[Segmentation mask data]
***

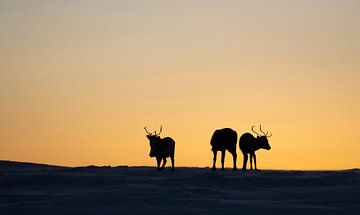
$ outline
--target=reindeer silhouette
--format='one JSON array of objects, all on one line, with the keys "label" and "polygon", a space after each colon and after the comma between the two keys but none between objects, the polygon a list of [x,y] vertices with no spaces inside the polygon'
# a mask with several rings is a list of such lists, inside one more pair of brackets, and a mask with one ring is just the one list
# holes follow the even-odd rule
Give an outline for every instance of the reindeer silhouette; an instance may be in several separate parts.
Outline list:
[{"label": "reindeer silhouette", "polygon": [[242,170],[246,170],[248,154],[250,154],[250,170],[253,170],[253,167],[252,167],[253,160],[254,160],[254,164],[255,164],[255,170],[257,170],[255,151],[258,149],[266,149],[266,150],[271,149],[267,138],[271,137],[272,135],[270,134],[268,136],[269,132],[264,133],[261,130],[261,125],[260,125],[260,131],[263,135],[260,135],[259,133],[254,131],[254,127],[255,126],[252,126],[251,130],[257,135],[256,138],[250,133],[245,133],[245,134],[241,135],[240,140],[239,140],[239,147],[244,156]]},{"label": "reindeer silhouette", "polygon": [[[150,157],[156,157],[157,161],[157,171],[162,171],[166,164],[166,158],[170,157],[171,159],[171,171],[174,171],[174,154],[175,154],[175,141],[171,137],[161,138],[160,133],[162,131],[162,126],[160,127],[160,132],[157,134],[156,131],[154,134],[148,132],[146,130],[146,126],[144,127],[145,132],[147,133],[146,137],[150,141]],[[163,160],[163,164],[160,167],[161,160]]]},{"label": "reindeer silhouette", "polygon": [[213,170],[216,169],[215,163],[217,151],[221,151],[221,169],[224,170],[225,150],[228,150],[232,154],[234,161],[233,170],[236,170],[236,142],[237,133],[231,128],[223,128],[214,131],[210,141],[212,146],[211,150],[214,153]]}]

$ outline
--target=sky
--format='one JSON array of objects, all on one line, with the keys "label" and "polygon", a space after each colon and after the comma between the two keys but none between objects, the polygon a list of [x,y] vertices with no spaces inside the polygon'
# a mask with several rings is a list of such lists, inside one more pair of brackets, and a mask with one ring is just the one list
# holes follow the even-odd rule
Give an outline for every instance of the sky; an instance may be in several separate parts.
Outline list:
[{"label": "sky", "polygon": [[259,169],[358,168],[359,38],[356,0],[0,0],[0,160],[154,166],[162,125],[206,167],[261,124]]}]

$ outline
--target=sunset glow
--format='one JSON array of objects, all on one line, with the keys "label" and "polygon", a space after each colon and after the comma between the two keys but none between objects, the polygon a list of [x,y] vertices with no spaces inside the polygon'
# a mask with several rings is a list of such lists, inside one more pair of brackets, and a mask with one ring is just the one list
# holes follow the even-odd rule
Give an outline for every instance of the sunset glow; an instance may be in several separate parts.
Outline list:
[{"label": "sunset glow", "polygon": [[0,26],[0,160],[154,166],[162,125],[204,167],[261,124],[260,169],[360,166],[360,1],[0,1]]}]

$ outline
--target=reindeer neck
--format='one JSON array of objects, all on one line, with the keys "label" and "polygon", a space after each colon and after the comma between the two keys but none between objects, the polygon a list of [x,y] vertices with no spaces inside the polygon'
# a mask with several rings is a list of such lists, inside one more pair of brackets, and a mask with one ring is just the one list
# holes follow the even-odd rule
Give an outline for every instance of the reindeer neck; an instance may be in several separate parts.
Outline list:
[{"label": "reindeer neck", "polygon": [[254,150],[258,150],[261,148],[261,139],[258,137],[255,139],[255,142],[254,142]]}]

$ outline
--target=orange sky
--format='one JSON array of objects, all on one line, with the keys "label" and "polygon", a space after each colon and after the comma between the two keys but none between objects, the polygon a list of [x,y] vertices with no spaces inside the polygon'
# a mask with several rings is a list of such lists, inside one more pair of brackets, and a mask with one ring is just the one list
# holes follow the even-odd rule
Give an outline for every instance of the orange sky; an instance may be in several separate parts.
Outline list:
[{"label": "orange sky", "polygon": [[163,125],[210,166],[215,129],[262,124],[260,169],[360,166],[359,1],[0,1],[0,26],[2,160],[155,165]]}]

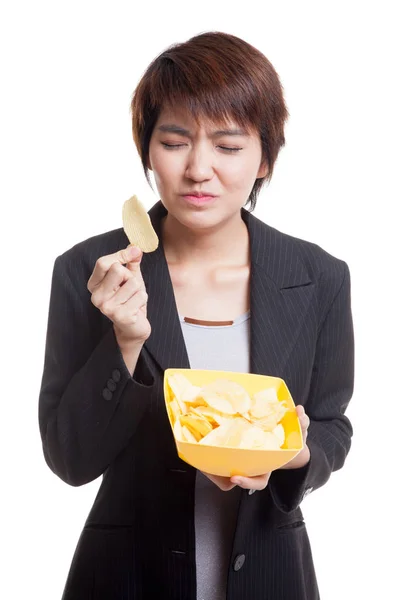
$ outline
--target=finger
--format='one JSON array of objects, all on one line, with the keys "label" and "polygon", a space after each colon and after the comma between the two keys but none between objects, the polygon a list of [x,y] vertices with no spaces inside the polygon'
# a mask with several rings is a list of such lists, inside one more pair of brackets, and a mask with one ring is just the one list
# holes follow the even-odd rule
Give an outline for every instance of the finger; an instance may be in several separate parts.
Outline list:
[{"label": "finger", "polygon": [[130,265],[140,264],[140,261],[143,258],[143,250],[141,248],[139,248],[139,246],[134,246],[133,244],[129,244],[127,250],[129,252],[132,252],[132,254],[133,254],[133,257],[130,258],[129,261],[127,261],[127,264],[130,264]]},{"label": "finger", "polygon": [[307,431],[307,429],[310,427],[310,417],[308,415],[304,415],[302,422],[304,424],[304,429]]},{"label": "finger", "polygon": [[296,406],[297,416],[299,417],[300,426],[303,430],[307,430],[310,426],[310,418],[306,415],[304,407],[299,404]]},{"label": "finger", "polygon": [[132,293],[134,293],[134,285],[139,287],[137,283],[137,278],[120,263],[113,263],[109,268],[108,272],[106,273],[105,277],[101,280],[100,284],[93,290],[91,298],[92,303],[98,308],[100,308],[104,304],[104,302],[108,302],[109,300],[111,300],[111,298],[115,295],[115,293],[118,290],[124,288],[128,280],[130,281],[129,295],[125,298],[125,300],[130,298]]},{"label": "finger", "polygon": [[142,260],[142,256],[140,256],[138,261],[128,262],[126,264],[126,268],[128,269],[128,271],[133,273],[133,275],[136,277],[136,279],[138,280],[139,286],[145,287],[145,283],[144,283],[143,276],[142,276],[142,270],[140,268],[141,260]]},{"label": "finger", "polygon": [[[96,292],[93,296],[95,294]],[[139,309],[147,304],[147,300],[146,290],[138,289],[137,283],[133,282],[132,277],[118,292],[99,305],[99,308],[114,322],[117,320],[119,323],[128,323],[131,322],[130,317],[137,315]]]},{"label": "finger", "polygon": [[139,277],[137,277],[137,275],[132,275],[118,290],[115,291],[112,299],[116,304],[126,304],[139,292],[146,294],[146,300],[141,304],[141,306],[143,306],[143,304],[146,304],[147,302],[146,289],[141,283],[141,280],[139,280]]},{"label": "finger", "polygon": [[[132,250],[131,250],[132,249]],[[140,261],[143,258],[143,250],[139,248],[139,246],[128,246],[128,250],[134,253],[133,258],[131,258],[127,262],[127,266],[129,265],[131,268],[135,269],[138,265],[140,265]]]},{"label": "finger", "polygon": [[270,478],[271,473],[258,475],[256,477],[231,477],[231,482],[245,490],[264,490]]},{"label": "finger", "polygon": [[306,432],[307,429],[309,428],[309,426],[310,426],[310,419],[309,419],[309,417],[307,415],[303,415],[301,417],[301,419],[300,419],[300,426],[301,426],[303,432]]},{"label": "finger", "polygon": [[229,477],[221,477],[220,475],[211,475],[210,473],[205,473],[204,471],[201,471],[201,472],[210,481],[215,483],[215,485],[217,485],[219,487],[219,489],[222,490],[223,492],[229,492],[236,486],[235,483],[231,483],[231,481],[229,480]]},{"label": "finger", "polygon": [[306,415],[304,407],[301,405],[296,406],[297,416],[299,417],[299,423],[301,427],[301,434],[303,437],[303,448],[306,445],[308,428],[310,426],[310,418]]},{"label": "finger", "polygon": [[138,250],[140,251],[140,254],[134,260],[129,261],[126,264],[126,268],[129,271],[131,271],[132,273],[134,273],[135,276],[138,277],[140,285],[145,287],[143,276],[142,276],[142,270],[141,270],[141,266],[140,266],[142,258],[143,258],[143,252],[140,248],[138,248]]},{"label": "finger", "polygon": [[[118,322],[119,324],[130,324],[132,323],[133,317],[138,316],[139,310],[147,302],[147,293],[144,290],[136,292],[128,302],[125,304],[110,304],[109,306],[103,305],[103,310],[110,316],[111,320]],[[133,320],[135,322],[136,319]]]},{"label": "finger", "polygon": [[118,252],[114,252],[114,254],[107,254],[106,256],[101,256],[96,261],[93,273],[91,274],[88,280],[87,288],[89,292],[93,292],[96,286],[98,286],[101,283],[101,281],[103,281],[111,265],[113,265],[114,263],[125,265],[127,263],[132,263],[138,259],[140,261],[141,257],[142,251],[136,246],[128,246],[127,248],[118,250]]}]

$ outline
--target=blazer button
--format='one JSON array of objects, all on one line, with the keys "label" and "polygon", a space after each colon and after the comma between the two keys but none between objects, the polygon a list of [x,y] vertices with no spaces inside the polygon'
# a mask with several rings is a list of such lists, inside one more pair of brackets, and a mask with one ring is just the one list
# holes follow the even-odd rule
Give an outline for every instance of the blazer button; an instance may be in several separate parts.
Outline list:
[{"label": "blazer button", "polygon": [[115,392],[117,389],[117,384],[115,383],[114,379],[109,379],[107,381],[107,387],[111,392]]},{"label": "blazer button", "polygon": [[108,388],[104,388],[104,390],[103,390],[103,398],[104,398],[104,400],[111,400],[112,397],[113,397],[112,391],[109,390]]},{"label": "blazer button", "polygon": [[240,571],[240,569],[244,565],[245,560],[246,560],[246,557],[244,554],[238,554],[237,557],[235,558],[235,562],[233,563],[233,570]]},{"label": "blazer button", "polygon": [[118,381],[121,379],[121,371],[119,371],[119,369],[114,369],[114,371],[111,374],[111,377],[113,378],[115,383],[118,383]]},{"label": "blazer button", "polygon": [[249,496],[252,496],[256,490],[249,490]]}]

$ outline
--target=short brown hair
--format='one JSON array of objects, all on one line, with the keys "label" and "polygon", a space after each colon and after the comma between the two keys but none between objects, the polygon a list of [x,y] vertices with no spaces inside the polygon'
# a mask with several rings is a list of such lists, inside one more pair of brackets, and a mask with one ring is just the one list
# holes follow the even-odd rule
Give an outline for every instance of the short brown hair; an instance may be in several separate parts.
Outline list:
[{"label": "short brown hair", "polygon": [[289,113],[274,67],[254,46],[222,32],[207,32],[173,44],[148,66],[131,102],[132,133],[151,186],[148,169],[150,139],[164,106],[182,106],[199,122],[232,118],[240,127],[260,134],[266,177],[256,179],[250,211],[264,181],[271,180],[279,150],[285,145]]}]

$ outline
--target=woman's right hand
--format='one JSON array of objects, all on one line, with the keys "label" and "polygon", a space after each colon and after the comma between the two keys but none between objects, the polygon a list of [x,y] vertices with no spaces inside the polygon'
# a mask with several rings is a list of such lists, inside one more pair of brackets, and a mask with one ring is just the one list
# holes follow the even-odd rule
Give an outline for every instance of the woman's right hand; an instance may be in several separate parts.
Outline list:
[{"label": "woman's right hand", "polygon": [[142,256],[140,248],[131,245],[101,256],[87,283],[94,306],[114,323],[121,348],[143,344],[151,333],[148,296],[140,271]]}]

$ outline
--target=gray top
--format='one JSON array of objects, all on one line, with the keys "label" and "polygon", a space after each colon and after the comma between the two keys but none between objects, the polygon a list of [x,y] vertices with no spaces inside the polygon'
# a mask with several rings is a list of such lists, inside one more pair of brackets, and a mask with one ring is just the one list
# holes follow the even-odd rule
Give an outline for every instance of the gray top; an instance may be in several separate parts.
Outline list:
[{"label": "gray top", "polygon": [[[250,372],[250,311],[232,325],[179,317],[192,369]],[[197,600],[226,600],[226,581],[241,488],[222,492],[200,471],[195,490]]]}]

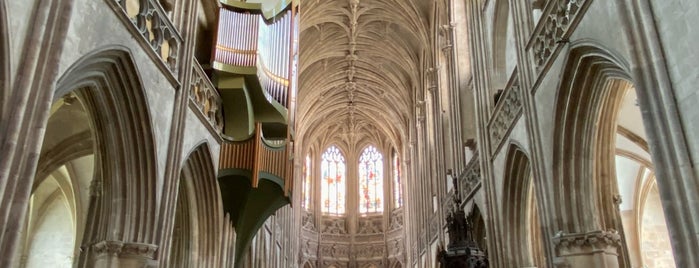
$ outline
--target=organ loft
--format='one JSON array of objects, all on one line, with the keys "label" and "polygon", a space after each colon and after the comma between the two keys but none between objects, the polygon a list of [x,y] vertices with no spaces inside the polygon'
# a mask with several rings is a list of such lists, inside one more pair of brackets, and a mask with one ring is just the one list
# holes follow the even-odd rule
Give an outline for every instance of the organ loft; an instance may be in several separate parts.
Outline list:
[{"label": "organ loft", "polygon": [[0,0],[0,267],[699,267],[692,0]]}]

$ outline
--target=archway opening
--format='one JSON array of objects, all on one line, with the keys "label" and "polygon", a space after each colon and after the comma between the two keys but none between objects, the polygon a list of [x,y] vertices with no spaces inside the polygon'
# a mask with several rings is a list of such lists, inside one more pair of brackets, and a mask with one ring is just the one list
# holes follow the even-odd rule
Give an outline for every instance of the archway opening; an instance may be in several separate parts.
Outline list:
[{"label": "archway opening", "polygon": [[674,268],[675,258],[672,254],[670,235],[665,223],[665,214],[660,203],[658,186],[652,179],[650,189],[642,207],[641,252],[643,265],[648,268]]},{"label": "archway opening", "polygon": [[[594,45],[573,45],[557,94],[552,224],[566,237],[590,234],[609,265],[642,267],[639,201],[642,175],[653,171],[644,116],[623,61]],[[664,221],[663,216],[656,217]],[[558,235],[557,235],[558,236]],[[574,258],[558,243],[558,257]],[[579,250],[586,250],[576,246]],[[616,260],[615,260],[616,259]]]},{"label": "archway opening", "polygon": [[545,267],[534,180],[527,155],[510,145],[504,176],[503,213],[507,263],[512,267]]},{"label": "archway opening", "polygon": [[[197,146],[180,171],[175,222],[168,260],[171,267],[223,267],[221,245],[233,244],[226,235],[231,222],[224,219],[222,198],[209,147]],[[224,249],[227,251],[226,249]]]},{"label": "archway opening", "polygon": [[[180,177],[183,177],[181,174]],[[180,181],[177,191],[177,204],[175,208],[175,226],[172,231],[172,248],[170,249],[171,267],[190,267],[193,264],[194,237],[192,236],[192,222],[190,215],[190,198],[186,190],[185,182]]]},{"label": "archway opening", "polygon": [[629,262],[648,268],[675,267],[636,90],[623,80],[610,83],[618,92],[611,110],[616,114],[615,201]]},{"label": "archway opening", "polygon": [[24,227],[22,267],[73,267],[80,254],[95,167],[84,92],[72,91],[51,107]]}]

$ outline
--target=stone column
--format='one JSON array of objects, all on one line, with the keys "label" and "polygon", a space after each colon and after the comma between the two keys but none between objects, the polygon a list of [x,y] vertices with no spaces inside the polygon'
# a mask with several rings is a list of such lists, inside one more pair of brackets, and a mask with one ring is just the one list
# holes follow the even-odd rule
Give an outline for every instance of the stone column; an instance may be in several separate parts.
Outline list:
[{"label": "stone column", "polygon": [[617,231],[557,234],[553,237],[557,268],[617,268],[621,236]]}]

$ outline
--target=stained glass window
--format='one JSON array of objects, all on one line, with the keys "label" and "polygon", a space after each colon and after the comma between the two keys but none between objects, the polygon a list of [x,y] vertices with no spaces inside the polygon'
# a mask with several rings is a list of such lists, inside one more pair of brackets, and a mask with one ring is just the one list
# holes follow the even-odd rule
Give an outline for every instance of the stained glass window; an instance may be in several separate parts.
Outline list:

***

● **Your task**
Copy whichever lines of the records above contain the word "glass".

● **Completed task**
--target=stained glass window
Give an outline for every instance of the stained glass window; an instance may be in several separate parts.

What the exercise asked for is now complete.